(Source records)
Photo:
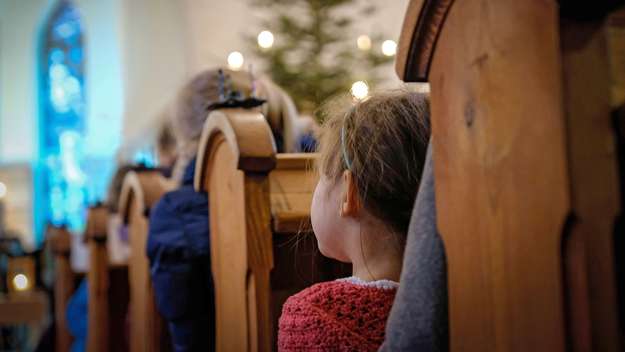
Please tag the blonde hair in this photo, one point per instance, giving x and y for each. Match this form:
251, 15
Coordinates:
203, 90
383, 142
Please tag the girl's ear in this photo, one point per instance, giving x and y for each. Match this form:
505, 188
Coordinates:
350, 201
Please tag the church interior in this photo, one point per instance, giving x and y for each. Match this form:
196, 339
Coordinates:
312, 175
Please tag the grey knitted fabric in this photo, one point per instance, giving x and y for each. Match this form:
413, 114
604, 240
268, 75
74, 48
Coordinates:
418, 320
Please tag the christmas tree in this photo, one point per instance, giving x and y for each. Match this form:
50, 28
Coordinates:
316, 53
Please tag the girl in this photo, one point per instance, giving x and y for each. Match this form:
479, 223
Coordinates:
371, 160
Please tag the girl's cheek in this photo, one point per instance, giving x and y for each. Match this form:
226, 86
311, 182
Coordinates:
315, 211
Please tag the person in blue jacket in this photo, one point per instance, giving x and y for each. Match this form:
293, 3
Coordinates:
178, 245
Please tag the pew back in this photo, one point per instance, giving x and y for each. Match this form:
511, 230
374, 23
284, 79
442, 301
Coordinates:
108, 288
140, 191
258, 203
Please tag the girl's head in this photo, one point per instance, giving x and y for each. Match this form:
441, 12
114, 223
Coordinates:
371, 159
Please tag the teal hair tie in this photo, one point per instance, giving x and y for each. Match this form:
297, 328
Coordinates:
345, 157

§ PROBLEM STATEMENT
The reply must contain every entry above, exactly as written, and none of the pictures.

§ FINISHED TASK
Photo:
Please tag the blonde hair in this photo, one point per instance, giving x and y for each. Match this form:
251, 15
Coordinates:
203, 90
383, 142
Please tag the girl's ear in this photo, one point per instance, giving x and y for each. Match this form:
505, 188
Coordinates:
350, 201
Please tag the church interior in this photo, one point per instance, giving x and y for each. Match this form:
196, 339
Coordinates:
312, 175
Please tag the grey knitted fabric in this photo, one point per instance, giving x and y for each. Match this form:
413, 114
604, 240
268, 75
74, 48
Coordinates:
418, 320
Please tag the christmas tree in this photo, one point per instance, giving x and y for each. Match this form:
50, 28
Coordinates:
316, 53
Please tag the girl in this photo, one point per instance, giving x and y for each. Match this form:
479, 223
Coordinates:
371, 160
Please tag the girl's cheek in this photo, one point per instance, giving x and y for each. Match this form:
226, 86
311, 182
Coordinates:
315, 211
Please tag the person in blue jacket in this photo, one point per instance, giving x and y for each. Match this form:
293, 3
Coordinates:
178, 245
Please tag the pew back in this photo, one point per instance, giving x and y for each. Match this form:
511, 230
374, 23
284, 79
442, 301
Coordinates:
108, 288
140, 191
258, 203
Please tag the girl's head in this photo, one point per instance, giving x and y for each. Match this form:
441, 12
114, 223
Coordinates:
371, 159
Please tag the teal hair tie in this photo, one point per instance, giving x and y for each. Match this form:
297, 328
Coordinates:
345, 157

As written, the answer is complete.